Problem requirements → Gather every line of the records below that contains the word "white". Copy each such line in full.

Point placement records →
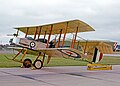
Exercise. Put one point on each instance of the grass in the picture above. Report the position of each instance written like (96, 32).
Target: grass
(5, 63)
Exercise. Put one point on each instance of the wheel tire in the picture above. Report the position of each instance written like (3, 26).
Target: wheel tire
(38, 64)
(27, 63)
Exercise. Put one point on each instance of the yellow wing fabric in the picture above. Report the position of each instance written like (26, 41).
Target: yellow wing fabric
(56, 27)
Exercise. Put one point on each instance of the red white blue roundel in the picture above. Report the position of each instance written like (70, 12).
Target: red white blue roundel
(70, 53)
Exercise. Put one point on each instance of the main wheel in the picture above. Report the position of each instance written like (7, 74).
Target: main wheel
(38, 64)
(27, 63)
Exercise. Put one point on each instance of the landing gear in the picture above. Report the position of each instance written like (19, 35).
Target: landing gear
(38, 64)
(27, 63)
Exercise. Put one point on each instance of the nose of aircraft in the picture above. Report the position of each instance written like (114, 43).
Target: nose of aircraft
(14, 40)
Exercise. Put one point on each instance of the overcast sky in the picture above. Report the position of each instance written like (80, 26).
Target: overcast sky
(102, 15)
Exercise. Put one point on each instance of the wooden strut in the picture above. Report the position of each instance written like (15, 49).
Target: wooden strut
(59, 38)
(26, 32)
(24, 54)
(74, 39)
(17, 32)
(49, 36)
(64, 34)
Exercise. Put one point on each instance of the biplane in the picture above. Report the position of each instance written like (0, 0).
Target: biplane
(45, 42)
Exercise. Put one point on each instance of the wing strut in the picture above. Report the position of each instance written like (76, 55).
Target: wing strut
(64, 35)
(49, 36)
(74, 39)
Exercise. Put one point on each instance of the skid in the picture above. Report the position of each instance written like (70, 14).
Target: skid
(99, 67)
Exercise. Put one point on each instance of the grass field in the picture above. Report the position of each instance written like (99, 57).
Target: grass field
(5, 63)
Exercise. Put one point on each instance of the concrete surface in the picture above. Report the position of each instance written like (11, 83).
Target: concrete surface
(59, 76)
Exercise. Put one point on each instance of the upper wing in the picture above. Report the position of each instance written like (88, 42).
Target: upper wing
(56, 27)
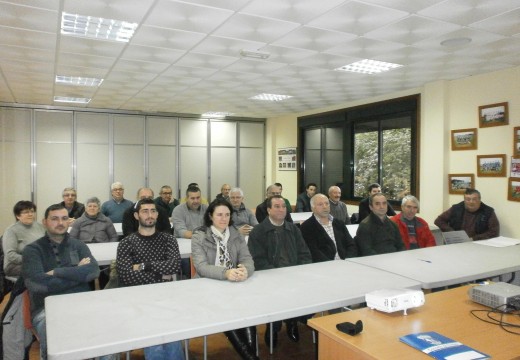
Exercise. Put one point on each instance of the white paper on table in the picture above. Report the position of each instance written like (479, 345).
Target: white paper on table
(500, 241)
---
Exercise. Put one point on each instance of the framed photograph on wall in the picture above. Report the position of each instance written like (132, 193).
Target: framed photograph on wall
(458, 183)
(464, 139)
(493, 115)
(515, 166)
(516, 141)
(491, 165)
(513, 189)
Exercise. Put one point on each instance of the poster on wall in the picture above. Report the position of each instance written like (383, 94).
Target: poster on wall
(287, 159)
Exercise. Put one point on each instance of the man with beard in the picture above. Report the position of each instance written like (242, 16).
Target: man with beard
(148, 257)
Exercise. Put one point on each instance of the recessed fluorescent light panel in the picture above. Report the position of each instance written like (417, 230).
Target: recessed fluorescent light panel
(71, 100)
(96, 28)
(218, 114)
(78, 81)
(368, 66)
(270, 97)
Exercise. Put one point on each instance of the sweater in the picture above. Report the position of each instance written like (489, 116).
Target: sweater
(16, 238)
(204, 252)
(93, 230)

Task result →
Exercise. Put one point on each instance of the red white blue roundel in the picture above. Report the position of each instance written like (70, 12).
Target: red white blue roundel
Exercise. Put one point on each instance of the white paper on table in the picture above. Report the position of each instance written like (479, 345).
Target: white paper on table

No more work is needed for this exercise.